## What is being asked
According to the text, what had happened to the microcassette tape at some point during Detective Crocker's two office moves?

## Text
___

Detective Crocker also stated that if he had been called as a witness, he would have testified that he spoke with appellant, who had given him the microcassette tape; he had listened to the microcassette tape, but he could not testify to its contents because he did not understand it; and the microcassette tape was evidence, he took ownership of it, and he had lost it. Crocker had gone through two different office moves within the RPD station, and "[a]t some point during those moves," the microcassette tape "was misplaced." Crocker did not know that the RPD had denied appellant's trial counsel's Freedom of Information Act request for the records in the criminal mischief case. And he denied having directed anyone at the RPD not to give appellant's counsel the records that were sought.

Appellant testified that the microcassette tape contained a recorded conversation between him and the complainant. In the conversation, they tried "to establish some limits" on how they would proceed with their divorce. And the discussion escalated into an argument. When speaking to each other, appellant and the complainant would use "broken English," and that had happened during the recorded conversation. Appellant gave the microcassette tape to Detective Crocker because he felt threatened; the complainant had "threaten[ed] [him] about taking further steps on the divorce." Appellant's complaint about the threat was assigned the same case number by the RPD as the criminal mischief case.

___

## Recorded data
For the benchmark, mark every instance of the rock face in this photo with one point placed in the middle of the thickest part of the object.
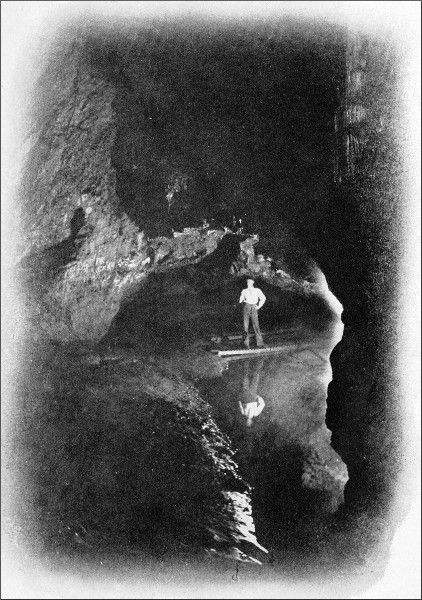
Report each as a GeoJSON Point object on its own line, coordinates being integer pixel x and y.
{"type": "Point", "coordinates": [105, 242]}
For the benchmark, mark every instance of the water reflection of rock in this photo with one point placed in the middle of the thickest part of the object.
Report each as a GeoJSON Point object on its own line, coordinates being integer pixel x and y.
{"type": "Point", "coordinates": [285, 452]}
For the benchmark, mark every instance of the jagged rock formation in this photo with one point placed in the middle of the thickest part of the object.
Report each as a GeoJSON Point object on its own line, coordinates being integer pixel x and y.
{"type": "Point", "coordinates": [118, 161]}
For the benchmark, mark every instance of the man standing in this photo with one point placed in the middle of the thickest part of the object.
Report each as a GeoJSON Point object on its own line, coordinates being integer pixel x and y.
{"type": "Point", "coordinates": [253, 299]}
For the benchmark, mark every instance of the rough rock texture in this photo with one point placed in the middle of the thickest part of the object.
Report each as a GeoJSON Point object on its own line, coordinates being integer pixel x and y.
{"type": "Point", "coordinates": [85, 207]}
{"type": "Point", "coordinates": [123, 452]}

___

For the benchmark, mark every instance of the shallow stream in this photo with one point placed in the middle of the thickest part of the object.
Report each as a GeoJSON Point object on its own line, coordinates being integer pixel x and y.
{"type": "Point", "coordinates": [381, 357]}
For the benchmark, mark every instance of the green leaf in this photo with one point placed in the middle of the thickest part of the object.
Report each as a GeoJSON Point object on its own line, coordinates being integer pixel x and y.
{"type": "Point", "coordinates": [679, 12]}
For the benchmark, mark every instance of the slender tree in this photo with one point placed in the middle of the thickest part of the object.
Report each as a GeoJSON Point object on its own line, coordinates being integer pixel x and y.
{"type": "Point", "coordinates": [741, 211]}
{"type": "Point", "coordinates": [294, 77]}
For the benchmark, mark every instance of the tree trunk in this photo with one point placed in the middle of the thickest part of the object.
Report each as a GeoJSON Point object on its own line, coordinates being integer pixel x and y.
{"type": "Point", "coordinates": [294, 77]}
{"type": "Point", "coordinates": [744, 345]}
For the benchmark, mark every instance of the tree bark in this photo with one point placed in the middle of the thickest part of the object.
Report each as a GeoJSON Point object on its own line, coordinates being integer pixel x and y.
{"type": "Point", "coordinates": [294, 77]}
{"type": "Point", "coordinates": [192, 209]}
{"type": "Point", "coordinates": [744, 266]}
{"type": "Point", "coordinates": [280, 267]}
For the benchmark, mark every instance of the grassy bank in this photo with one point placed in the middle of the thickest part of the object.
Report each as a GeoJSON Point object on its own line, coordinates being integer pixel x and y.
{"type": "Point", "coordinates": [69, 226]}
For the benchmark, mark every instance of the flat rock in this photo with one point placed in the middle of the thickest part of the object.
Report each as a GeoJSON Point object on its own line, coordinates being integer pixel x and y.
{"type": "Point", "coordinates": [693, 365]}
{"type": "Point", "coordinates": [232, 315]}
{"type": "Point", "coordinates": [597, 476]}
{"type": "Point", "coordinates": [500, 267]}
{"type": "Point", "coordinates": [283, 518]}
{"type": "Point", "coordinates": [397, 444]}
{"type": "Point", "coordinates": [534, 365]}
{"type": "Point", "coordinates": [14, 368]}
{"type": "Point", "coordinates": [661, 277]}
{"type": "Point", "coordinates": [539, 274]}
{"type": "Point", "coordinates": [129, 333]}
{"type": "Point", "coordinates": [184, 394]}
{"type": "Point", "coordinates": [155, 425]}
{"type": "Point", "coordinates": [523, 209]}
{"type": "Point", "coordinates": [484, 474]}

___

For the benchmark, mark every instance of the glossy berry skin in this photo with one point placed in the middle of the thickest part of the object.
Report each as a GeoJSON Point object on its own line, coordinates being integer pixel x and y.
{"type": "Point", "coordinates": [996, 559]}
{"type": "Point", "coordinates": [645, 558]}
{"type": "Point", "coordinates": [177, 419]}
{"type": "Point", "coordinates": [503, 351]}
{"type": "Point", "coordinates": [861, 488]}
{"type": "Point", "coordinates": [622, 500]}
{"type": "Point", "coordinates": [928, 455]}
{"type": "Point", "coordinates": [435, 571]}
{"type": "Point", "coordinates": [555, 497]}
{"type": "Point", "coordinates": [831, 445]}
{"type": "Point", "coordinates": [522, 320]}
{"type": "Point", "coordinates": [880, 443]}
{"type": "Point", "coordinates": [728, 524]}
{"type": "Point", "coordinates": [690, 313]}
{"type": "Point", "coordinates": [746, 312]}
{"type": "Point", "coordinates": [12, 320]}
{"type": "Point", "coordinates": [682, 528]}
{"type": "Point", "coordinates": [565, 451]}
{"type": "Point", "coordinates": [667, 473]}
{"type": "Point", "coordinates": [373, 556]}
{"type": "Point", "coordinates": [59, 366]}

___

## Output below
It was misplaced.